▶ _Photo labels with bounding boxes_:
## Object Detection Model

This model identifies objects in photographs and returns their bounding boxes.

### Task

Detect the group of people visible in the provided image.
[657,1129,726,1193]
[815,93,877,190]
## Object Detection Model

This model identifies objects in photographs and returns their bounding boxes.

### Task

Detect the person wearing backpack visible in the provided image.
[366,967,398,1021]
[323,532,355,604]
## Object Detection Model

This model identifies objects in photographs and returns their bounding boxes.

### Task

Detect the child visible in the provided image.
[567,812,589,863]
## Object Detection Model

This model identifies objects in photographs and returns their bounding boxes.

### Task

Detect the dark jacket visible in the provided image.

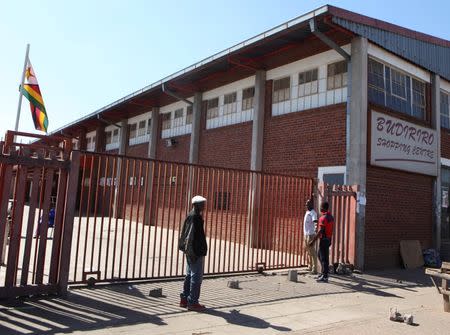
[178,210,208,260]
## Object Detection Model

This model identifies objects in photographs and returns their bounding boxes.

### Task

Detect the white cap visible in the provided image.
[191,195,206,204]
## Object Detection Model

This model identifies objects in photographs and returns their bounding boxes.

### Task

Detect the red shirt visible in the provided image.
[319,212,334,239]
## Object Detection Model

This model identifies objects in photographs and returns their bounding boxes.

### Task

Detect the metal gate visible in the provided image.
[0,132,79,298]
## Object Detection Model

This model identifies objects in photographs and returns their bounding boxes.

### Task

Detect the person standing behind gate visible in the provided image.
[303,199,317,274]
[309,201,334,283]
[178,195,208,311]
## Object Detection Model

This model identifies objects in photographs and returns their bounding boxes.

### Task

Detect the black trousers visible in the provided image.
[318,238,331,277]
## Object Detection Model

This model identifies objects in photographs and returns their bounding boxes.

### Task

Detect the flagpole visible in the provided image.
[14,44,30,131]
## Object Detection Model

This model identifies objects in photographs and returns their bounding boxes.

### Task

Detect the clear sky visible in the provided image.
[0,0,450,136]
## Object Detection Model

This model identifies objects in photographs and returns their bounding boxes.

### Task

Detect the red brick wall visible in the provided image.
[263,104,346,177]
[365,166,433,268]
[156,134,191,163]
[199,122,252,170]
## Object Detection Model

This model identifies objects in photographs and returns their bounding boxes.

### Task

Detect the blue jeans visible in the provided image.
[181,257,205,305]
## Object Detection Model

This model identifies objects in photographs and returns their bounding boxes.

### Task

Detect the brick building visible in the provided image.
[46,6,450,268]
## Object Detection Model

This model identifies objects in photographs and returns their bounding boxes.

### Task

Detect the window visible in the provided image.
[186,105,193,124]
[173,108,183,128]
[206,98,219,119]
[272,77,291,103]
[368,58,427,120]
[223,92,237,115]
[105,131,112,144]
[412,78,425,119]
[130,123,137,138]
[441,91,450,129]
[327,60,347,90]
[242,87,255,111]
[391,69,406,100]
[298,69,319,97]
[162,113,171,130]
[147,119,152,135]
[214,192,230,210]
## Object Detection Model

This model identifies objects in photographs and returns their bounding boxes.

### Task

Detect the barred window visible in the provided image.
[105,131,112,144]
[138,120,146,137]
[223,92,237,115]
[186,105,193,124]
[162,113,171,130]
[130,123,137,138]
[242,87,255,111]
[173,108,183,128]
[147,119,152,134]
[327,60,347,90]
[441,91,450,129]
[391,69,406,100]
[298,69,319,97]
[272,77,291,103]
[206,98,219,119]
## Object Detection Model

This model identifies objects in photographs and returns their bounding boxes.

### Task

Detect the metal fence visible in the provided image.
[69,152,314,283]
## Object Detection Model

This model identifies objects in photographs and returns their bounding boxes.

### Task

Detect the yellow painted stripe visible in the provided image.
[23,84,44,105]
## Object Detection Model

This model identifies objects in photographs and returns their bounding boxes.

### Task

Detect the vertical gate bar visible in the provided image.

▶ _STATED TASK_: Count the lines of the records above that contain the word "metal", and give only the number.

▶ _EXERCISE OUTPUT_: 2